The best indoor plants can add just the right amount of intrigue, color, and life into your home, but what about health and wealth too? Cultivating your interior garden can also happen by way of feng shui—not that we’re lacking in excuses to buy plants.
A quick primer on feng shui: Derived from one of the oldest known Chinese texts, feng shui charts the balance of energy, or chi, via scientific calculations. The end goal of feng shui is to invite positive chi into your home so that your life feels both energized and balanced. Now while we have no mastery of the Chinese practice, and the calculations really depend on your exact space, there are overarching rules. Turns out that positioning certain plants can bring good feelings and luck and banish negative vibes. Here, we have a basic primer for which plants will help you find your ideal chi and where they can be best positioned.
Counteract negative energy
Placing a plant within three feet of your computer to filter electromagnetic energy is a terrific way to start with combatting negative energy. Plants radiate harmonious energy simply by being living things. If you’ve ever wondered why plant-filled spaces bring you joy, this might have something to do with it.
Plants to get:
Aloe Vera: This succulent plant combats bad luck and negative energy and is known for cleaning air and reducing toxic chemicals.
Jasmine: In store for some positive romantic feelings? This fragrant, flowering plant helps strengthen relationships, and build romance, and the scent can help soothe a stressed mind. Experts recommend keeping jasmine near a south-facing window.
Bamboo: Lucky bamboo is a big plant for feng shui enthusiasts. It brings a very peaceful and wise energy into your home and since it is easy to grow and doesn’t require a lot of sunlight, it showcases a great amount of flexibility.
Connect with nature
We are continually inspired by Jarema Osofsky’s approach to caring for indoor plants and how she says they add a daily sense of grounding and nourishment. Plants also soften the hard angles in your home and evoke the feeling of being among nature, where everything tends to have more curves and softness. To achieve this, steer away from the spikiness of cacti and thorn-covered plants.
Plants to get:
Philodendron: With its heart-shaped leaves, this plant represents the fire element and can add emotion to a dim or cold part or your space.
Calatheas: This highly decorative plant is meant to be appreciated, looked at, and used for decoration. Even better, the Calatheas plant is known to purify the air and promote a better indoor environment.
Jade: In feng shui, this plant is also known as the money tree because the round leaves symbolize good fortune (this can come in the form of money, health, or fame). Get a jade plant to boost good finance vibes and for those soft, plump leaves.
Heighten the space
Feeling like you’re living in a small cave is unlikely to result in a positive sense of home, so it’s important to raise your ceiling even if you can’t literally do that sort of renovation. Situating tall plants in the corners of rooms with sloped ceilings or exposed beams can help offset symbolic heaviness.

Supplied material:
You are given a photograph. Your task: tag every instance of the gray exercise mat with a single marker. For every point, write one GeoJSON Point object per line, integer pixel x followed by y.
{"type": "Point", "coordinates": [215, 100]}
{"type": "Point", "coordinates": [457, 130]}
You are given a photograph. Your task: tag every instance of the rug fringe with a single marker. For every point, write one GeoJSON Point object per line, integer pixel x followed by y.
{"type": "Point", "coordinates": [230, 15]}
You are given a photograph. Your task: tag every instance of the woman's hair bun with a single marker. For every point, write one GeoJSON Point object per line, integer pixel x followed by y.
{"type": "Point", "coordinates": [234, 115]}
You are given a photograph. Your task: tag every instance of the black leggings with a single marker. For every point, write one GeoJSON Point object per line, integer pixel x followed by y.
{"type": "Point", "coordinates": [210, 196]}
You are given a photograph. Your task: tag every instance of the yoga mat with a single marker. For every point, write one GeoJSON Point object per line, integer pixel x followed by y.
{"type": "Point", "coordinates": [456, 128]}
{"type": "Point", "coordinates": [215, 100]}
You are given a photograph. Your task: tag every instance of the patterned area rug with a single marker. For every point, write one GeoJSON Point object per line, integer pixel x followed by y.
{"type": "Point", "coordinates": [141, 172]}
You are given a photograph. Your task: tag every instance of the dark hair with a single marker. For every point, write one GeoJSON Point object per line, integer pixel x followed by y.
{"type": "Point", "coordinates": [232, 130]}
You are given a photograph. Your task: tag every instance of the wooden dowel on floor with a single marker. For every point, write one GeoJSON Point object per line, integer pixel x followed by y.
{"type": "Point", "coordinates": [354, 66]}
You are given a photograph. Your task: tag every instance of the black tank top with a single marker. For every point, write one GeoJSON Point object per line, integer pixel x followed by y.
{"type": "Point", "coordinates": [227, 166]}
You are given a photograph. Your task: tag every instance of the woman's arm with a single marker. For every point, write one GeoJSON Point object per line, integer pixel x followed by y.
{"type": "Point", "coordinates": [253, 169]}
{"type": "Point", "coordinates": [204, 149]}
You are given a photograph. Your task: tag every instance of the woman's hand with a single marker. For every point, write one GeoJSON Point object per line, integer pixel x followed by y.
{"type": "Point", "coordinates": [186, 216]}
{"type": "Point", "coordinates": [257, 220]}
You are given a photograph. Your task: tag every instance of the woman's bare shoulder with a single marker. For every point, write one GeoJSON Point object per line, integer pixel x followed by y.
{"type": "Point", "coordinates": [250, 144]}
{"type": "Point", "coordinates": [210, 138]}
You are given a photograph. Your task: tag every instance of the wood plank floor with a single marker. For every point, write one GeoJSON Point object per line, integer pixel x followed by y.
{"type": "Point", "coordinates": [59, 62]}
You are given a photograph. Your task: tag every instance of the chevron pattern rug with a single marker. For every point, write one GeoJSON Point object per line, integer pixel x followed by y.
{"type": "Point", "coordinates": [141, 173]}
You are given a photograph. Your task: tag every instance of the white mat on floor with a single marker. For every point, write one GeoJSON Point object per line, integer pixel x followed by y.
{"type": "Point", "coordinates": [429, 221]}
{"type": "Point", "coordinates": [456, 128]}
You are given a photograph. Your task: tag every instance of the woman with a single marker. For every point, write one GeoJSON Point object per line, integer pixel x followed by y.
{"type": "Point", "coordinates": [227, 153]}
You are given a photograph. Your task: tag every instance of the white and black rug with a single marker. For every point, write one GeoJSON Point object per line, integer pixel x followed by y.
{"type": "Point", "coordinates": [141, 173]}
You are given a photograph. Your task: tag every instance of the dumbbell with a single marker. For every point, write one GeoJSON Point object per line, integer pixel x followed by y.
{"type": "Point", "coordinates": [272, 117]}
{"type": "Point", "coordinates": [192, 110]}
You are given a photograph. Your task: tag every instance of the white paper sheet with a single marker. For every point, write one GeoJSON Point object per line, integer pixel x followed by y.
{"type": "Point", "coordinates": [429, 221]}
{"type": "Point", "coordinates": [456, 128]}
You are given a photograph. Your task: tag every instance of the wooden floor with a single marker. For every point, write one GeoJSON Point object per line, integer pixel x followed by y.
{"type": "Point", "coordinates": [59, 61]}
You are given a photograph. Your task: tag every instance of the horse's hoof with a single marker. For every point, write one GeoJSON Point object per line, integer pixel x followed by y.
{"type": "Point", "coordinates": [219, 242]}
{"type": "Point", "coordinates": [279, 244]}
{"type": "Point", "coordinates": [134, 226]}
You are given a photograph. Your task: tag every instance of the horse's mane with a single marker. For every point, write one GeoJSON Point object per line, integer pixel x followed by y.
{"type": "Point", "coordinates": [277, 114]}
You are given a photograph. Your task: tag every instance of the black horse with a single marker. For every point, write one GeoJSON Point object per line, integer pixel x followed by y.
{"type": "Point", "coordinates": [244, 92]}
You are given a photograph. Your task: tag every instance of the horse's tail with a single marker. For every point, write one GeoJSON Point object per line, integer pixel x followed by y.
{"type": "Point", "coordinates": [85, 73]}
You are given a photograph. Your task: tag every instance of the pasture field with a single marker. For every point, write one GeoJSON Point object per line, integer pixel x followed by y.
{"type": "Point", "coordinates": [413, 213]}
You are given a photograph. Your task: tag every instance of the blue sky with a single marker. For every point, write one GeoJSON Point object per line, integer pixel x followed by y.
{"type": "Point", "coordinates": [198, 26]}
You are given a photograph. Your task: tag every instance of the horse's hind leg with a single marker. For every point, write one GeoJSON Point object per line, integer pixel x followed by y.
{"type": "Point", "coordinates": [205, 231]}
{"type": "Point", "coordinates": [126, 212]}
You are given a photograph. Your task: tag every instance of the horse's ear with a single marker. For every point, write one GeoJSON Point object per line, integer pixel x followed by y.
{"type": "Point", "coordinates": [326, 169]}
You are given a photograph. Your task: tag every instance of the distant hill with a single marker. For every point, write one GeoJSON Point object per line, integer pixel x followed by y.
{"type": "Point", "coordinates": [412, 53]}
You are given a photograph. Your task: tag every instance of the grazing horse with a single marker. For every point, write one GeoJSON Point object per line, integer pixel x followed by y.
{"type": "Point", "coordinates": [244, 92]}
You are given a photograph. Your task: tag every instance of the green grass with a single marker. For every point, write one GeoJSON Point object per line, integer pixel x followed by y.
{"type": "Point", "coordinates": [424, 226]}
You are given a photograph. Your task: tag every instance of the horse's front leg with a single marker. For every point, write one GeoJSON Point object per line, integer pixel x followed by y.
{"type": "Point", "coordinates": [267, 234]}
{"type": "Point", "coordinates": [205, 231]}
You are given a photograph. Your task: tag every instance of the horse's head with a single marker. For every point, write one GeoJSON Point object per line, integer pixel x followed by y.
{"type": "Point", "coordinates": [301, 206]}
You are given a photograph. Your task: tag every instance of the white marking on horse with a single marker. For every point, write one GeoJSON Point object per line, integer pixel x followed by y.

What you will do:
1. From the feng shui plant guide, write out the passage starting with "Jasmine: In store" and going on through "and thorn-covered plants.".
2. Extend the guide to feng shui houseplants, picking up right after its last sentence.
The records were taken from a separate source and have nothing to do with the feng shui plant guide.

Answers for the exercise:
1.
Jasmine: In store for some positive romantic feelings? This fragrant, flowering plant helps strengthen relationships, and build romance, and the scent can help soothe a stressed mind. Experts recommend keeping jasmine near a south-facing window.
Bamboo: Lucky bamboo is a big plant for feng shui enthusiasts. It brings a very peaceful and wise energy into your home and since it is easy to grow and doesn’t require a lot of sunlight, it showcases a great amount of flexibility.
Connect with nature
We are continually inspired by Jarema Osofsky’s approach to caring for indoor plants and how she says they add a daily sense of grounding and nourishment. Plants also soften the hard angles in your home and evoke the feeling of being among nature, where everything tends to have more curves and softness. To achieve this, steer away from the spikiness of cacti and thorn-covered plants.

2.
Plants to get:
Ficus: These plants can get so big they can serve as room dividers, making your space feel taller. For health, they can also remove various toxic chemicals from the air.
Rubber Plant: Similar to the ficus, the rubber plant is also a member of the fig family and can grow easily indoors without much fuss. Rubber plants often grow up to 10 feet in height indoors and add a strong statement to any room with its sophisticated and shiny dark green leaves.
Banana Leaf Plant: Unless you live in the tropics or your home is a greenhouse, you probably won’t harvest any fruit from your banana tree, but that doesn’t mean these plants are easy to grow indoors. With plenty of attention, fertilizer, and water, you can grow a large stunner.
Balance the excess water
In feng shui, it’s important to bring balance, especially when referring to the elements. It makes sense then that using plants in bathrooms and laundry areas to symbolically dry up excess water will help balance those rooms. Plants aside, many experts suggest keeping the toilet seat and bathroom door closed at all times and recommend placing a green plant inside the bathroom to “absorb the chi.” Perhaps a good phrase to suggest with forgetful roommates: “Do you mind keeping the toilet seat down so we can better absorb the chi?”
Plants to get:
Pothos: This plant, also called devil’s ivy, is good for attracting and easily collecting stagnant and dead energy. It’s one of the easiest houseplants to grow, even if you are a forgetful waterer. Also, the trailing vine plant is also a great air purifier.
Peace lily: An easy guess from the name, this plant improves the flow of positive energy with its ability to neutralize harmful indoor gases. These elegant plants flourish best in dark environments where there is minimal light.
Air plant: Feng shui translates to “wind and water,” so it’s no surprise that an air plant is a perfect representation of those two elements combined. All these plants need are a little soak of water, so you can place them on a shelf or in a nook—no dirt necessary.